[Set of tasks]:
A - In the forum post about the April 2029 bonds, current yields are the highest since which year?
B - List every year the forum post about the April 2029 bonds mentions, in the order each first appears.
C - Write the next few sentences of the forum post about the April 2029 bonds, picking up right after its final sentence.

Johnnie wrote: Tue May 28, 2024 5:44 pm One thing that has surprised me is the amount of volatility in the month-to-month real rate of a particular issue - the April 2029s, in this case.
There are two Apr 2029s. For some perspective, here's the yield history for the one that's been around much longer:

Image

I don't know what time period you're thinking about, but we see that the volatility of the last year or so isn't particularly remarkable compared to historical volatility--at least that's the way it looks just eyeballing the chart. Since the newer Apr 2029 was just issued in April, how could you be looking at month-to-month volatility for more than a month?

What many of us are excited about is that we're seeing yields that we haven't seen since 2010. And other than the first five years after it was issued in 1999, and a brief spike from late 2008 to mid-2009, the yields we're seeing now are at or above historical levels.

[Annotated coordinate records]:

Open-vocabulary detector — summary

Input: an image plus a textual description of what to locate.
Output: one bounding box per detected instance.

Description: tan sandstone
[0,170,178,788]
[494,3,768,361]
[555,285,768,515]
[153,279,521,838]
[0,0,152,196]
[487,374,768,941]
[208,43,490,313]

[Final results]:
A - 2010

B - 2024, 2029, 2010, 1999, 2008, 2009

C -
Note that the yields of both Apr 2029s are about the same, as they have been since the new one was issued, and they probably will remain so. Here is the yield history since 4/18/2024, the date of the most recent 5y auction, through last Friday:

Image

Note that the auction yield was 2.24%, and the yield when I looked today was 2.27% for the new one and 2.28% for the old one. The high yield I see on the chart is 2.28% and the low is 2.05% on May 15. I guess an increase of more than 20 basis points in half a month--back to the recent high--is pretty nice; I actually bought some of the new one today at 2.27% (with proceeds from selling some of my Apr 2025s), so I obviously was pleased by the recent increase in yields.
If I make a calculation error, #Cruncher probably will let me know.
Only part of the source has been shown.